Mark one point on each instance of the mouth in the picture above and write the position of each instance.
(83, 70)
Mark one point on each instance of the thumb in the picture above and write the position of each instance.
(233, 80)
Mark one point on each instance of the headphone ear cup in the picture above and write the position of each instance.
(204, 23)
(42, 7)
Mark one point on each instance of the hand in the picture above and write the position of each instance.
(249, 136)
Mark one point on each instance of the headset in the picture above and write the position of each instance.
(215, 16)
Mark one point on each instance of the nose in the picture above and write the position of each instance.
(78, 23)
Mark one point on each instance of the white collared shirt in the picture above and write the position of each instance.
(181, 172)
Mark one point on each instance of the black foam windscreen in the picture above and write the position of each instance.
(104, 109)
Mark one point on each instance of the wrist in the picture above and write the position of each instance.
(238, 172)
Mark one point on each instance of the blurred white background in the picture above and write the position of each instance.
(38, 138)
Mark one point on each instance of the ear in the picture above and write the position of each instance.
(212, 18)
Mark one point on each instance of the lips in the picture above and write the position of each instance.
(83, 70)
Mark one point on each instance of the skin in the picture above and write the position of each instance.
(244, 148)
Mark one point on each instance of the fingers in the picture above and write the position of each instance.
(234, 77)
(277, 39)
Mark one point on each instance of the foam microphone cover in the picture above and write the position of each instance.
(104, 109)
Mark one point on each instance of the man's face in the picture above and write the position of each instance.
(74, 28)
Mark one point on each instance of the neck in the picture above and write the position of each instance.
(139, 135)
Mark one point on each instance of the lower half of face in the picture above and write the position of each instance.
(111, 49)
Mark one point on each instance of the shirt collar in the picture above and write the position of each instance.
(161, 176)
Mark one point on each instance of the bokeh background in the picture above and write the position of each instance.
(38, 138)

▶ [WORK ITEM]
The answer should be the complete set of records, printed exactly.

▶ [COMPLETED EXERCISE]
Mark one point on each instance of the mouth in the picture above and write the position of each instance.
(83, 70)
Mark one point on each instance of the thumb in the picture above and write the position of each instance.
(233, 80)
Mark one point on each instance of the headphone ear cup in the picture above and write the position of each instance.
(204, 23)
(42, 7)
Mark one point on each instance of the hand in the picture above and write the position of each instance.
(249, 136)
Mark one point on each instance of the headset in the picture above and write the position of each instance.
(215, 16)
Mark one point on each instance of the nose in the picture above and write the position of each instance.
(78, 23)
Mark one point on each instance of the white collared shirt in the picture above and write the position of each instance.
(181, 172)
Mark one point on each instance of the black foam windscreen in the picture above and write the position of each instance.
(104, 109)
Mark one point on each instance of the wrist in the picture above and write the position of each instance.
(238, 172)
Mark one point on each instance of the blurred white background in the picture above and write the position of each instance.
(38, 138)
Mark one point on each instance of the ear in the picture above and write the position of each instance.
(212, 18)
Mark one point on each instance of the lips in the picture above and write the position of each instance.
(83, 70)
Mark one point on each instance of the skin in the picture above and write the position of each instance.
(244, 148)
Mark one point on each instance of the fingers in the picture above and write the position of each instance.
(234, 77)
(277, 39)
Mark one point on each instance of the foam microphone cover in the picture above and write the position of each instance.
(104, 109)
Mark one point on each instance of the man's face in the picture above and write the position of each instance.
(74, 28)
Mark one point on each instance of the neck in the picture above and write the position of each instance.
(139, 135)
Mark one point on each instance of the lower half of face in the picture above and write the position of each instance.
(111, 49)
Mark one point on each instance of the shirt collar in the picture above and write the position of each instance.
(161, 176)
Mark one point on each instance of the bokeh background in the picture above and write the position of each instance.
(38, 138)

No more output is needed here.